> **WHAT YOU SHOULD DO**:
How many lines in the rows below contain the string "background", matching case exactly? Reply with the number alone.
---------- DATASET EXTRACT
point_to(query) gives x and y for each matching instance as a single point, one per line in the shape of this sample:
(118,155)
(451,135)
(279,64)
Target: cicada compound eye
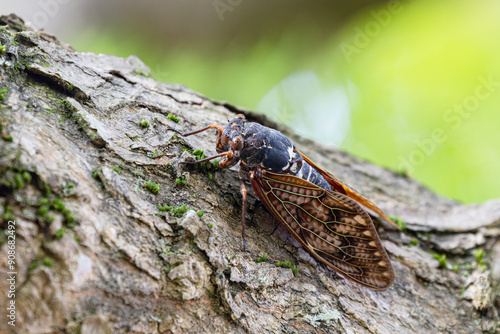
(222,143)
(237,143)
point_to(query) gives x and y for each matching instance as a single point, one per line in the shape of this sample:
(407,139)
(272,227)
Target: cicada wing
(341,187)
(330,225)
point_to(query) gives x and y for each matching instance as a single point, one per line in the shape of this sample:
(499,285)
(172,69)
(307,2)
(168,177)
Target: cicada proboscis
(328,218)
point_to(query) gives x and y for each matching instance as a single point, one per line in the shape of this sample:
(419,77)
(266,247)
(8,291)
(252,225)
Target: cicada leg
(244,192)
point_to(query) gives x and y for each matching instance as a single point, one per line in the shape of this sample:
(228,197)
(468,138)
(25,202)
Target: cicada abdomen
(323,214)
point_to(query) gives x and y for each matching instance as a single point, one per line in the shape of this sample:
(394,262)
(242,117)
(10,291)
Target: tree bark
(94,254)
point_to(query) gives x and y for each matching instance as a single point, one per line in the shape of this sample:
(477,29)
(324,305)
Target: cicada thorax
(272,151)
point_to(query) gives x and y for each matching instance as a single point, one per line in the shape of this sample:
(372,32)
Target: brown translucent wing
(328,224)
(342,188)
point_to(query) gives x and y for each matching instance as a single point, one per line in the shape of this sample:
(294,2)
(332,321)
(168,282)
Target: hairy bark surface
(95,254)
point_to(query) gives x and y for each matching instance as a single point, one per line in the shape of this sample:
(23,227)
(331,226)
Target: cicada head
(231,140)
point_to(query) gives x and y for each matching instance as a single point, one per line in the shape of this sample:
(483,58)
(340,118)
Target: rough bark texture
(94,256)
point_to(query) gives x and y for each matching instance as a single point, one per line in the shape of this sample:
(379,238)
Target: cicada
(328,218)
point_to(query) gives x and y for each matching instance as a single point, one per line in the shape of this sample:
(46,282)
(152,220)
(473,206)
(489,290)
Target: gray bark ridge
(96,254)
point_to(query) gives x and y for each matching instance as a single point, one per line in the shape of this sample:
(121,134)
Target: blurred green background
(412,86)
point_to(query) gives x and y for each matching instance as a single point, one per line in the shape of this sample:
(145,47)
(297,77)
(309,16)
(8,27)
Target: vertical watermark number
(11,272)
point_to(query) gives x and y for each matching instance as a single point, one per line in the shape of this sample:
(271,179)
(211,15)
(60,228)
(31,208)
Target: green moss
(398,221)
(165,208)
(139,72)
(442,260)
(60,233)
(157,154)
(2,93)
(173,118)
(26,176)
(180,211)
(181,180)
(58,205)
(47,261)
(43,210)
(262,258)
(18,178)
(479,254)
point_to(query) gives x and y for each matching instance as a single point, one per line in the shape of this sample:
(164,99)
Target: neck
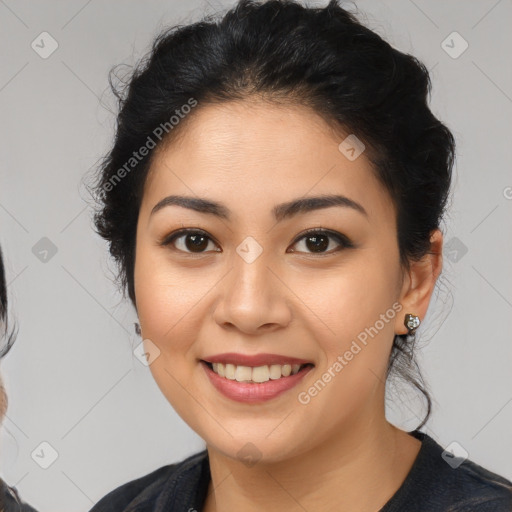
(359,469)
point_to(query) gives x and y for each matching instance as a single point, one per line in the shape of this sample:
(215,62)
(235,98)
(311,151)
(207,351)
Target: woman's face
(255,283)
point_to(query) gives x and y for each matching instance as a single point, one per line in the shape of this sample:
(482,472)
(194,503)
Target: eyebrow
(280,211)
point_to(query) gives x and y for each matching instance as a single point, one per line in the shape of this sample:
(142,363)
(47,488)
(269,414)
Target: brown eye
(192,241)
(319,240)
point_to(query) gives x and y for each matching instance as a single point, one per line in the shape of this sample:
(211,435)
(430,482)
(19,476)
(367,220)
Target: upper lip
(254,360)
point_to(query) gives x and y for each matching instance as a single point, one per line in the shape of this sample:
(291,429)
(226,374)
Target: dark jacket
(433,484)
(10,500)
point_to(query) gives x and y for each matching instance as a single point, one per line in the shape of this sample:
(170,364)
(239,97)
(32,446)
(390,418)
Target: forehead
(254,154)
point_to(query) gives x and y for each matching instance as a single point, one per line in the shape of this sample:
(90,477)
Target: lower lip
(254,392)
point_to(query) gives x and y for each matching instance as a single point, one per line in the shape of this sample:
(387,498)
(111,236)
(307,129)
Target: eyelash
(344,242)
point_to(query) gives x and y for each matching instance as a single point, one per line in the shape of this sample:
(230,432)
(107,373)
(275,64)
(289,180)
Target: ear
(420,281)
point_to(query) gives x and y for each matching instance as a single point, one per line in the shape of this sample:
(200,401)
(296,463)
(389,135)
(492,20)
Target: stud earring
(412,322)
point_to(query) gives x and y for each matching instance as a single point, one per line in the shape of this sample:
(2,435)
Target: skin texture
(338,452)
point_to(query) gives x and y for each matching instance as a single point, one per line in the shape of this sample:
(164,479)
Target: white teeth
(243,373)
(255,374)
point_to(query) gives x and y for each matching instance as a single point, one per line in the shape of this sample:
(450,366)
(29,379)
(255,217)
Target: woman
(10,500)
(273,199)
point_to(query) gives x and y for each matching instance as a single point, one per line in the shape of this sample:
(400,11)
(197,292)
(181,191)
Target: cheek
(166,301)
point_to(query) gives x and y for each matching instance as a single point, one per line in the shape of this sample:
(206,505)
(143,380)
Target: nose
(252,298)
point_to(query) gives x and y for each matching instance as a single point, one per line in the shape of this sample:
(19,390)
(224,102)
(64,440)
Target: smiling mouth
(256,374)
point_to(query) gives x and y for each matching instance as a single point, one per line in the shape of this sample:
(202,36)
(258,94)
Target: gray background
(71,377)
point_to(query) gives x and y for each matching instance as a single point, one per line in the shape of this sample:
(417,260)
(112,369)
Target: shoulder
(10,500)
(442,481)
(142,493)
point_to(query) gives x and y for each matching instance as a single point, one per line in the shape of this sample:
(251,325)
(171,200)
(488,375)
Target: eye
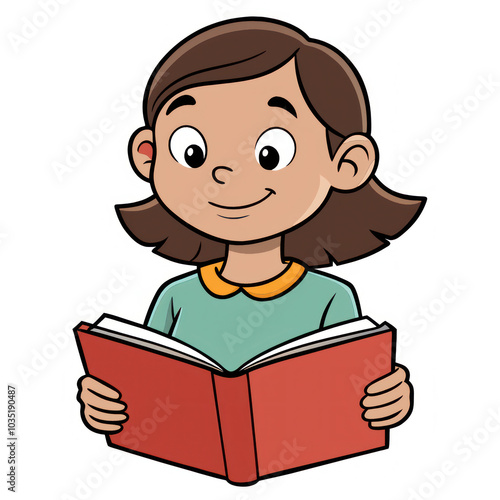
--------------------
---------- DATASET EXTRACT
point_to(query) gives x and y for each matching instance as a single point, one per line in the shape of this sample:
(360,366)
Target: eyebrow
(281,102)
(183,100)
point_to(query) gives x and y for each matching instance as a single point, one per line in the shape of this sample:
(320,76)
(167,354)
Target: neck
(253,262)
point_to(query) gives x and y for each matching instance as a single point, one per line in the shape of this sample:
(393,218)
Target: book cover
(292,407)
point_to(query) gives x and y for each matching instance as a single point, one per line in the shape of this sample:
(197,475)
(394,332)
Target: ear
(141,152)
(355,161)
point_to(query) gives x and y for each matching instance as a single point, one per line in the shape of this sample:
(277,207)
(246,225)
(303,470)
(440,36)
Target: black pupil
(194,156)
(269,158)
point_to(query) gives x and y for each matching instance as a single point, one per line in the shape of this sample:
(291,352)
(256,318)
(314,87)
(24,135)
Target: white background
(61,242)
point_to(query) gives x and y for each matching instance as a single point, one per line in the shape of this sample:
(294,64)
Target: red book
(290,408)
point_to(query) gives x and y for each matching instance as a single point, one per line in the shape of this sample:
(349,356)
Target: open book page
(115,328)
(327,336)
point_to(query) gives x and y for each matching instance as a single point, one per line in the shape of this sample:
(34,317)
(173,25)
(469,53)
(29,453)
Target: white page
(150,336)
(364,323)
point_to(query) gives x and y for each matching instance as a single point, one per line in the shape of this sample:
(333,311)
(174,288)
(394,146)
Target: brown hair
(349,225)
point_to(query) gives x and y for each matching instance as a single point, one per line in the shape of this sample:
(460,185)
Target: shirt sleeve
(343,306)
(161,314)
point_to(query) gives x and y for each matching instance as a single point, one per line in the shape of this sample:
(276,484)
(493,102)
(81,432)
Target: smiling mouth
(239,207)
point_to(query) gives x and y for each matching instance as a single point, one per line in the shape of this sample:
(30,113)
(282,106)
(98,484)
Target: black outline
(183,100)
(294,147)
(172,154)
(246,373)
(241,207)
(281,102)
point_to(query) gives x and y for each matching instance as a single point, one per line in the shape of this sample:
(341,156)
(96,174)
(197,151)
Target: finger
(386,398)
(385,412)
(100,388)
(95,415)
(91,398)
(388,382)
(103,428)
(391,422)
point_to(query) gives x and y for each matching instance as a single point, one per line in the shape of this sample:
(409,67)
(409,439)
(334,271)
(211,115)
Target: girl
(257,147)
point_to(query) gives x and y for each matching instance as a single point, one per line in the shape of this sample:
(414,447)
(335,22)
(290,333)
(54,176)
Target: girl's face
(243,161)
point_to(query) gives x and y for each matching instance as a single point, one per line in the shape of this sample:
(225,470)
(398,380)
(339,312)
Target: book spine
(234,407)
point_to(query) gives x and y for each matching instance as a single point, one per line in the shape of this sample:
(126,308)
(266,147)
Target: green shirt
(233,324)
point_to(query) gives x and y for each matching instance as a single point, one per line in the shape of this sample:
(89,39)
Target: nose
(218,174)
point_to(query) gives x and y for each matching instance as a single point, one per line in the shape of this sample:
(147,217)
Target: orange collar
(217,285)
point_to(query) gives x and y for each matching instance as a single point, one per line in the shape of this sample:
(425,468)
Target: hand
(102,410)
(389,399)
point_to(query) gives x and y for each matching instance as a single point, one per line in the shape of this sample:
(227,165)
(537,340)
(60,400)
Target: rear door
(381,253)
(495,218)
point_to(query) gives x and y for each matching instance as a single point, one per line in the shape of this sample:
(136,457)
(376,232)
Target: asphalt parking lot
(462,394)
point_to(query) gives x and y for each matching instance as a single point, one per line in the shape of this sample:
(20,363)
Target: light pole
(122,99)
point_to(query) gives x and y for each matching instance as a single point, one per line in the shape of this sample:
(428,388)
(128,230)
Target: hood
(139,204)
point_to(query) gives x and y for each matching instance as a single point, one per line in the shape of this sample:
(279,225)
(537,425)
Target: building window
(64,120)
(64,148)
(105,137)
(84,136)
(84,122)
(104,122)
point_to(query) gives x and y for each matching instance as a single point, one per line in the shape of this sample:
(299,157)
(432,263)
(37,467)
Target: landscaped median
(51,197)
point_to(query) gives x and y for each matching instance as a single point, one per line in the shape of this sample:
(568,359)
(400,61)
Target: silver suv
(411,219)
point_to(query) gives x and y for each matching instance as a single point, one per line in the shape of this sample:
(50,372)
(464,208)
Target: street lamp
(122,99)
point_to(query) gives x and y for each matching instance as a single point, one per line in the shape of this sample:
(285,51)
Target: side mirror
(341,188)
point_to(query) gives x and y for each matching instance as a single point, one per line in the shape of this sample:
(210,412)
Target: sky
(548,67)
--------------------
> **EXERCISE RESULT**:
3